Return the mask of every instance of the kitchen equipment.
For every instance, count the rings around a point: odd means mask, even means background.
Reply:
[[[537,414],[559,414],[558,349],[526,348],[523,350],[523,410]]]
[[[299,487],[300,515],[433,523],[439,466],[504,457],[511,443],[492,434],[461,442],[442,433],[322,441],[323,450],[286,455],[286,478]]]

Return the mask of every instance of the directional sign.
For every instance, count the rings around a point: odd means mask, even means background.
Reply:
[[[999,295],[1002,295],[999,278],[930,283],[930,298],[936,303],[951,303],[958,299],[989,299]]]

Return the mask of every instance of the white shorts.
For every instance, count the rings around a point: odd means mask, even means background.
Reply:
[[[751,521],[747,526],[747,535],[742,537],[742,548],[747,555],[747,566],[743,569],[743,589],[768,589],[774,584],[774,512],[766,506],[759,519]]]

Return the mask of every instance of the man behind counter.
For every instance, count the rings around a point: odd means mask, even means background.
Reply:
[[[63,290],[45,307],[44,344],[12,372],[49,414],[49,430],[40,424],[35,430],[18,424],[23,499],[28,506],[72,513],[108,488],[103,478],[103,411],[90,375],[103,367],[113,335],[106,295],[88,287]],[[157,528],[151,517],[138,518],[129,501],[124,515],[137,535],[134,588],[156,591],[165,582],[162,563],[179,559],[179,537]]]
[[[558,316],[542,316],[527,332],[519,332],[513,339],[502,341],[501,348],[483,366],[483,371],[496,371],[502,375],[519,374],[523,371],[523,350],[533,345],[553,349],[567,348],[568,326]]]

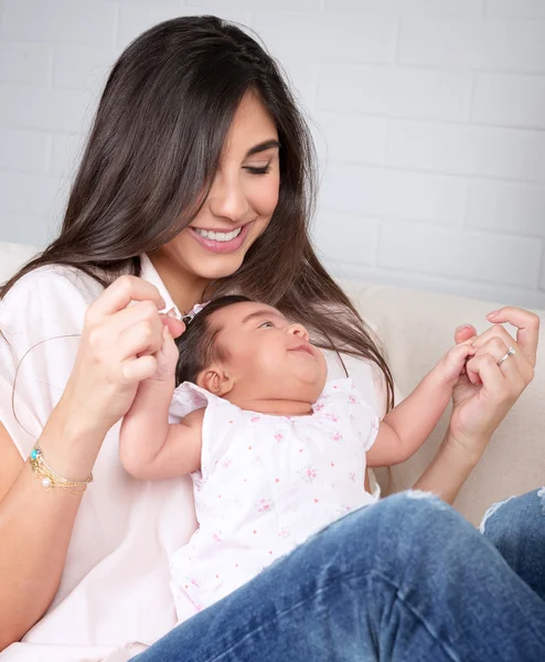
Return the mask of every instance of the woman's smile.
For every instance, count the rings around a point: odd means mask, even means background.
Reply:
[[[239,225],[235,229],[225,232],[224,229],[205,229],[203,227],[190,227],[193,238],[206,250],[212,253],[233,253],[238,250],[244,244],[253,221],[245,225]]]

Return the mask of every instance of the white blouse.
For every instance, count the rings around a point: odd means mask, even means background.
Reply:
[[[167,309],[174,307],[146,255],[142,278],[159,289]],[[25,275],[0,301],[0,421],[24,459],[63,393],[85,311],[101,291],[77,269],[46,266]],[[378,369],[343,359],[382,417]],[[344,376],[333,353],[328,366],[328,378]],[[169,557],[196,527],[191,479],[132,478],[119,462],[118,438],[119,424],[98,453],[53,604],[22,642],[0,653],[1,662],[120,662],[141,650],[136,642],[150,644],[175,626]],[[188,601],[188,615],[192,610]]]

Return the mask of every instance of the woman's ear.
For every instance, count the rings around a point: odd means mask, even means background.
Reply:
[[[233,391],[235,380],[222,365],[214,364],[202,371],[196,378],[196,385],[217,397],[223,397]]]

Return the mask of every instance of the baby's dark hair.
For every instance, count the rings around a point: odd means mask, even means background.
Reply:
[[[210,318],[222,308],[227,308],[227,306],[234,303],[245,303],[246,301],[252,302],[253,300],[239,295],[218,297],[207,303],[188,323],[184,333],[175,340],[180,352],[175,372],[177,386],[182,382],[193,382],[195,384],[199,373],[207,365],[214,361],[225,361],[227,359],[225,348],[215,342],[221,327],[212,323]]]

____

Can you lay out every line of the records, from the line holding "Return the mask of every instance of the woman's smile." through the last line of the records, inclusive, as a JSON list of strings, one string per line and no blank lines?

[
  "Return the mask of every instance of the woman's smile.",
  "For every instance, count the rings around a point: odd means mask, even means background.",
  "Reply:",
  "[[[239,225],[235,229],[225,232],[224,229],[205,229],[203,227],[190,227],[193,238],[206,250],[212,253],[233,253],[238,250],[244,244],[253,221],[245,225]]]",
  "Return the mask of every instance of the white blouse.",
  "For every instance, count the rings around a point: odd means mask, even means background.",
  "Reply:",
  "[[[167,309],[174,307],[146,255],[142,278],[159,289]],[[25,275],[0,301],[0,421],[24,459],[63,393],[85,311],[101,291],[77,269],[46,266]],[[378,369],[343,359],[382,417]],[[344,376],[333,353],[328,366],[328,378]],[[169,557],[196,527],[191,479],[132,478],[119,462],[118,438],[119,424],[98,453],[53,604],[22,642],[0,653],[1,662],[120,662],[141,650],[136,642],[150,644],[175,626]],[[188,601],[188,615],[192,610]]]",
  "Return the mask of every instance of the woman's ear.",
  "For every instance, count the rings around a point: odd means mask, even means background.",
  "Reply:",
  "[[[233,391],[235,380],[222,365],[214,364],[202,371],[196,378],[196,385],[217,397],[223,397]]]",
  "Return the mask of every instance of the baby's dark hair.",
  "For every instance, count the rings around a point: odd means mask, even means background.",
  "Reply:",
  "[[[210,318],[222,308],[227,308],[227,306],[234,303],[245,303],[246,301],[252,302],[253,300],[239,295],[218,297],[207,303],[188,323],[184,333],[175,340],[180,352],[175,372],[177,386],[182,382],[193,382],[195,384],[199,373],[207,365],[214,361],[225,361],[227,359],[225,348],[215,342],[221,327],[212,323]]]"
]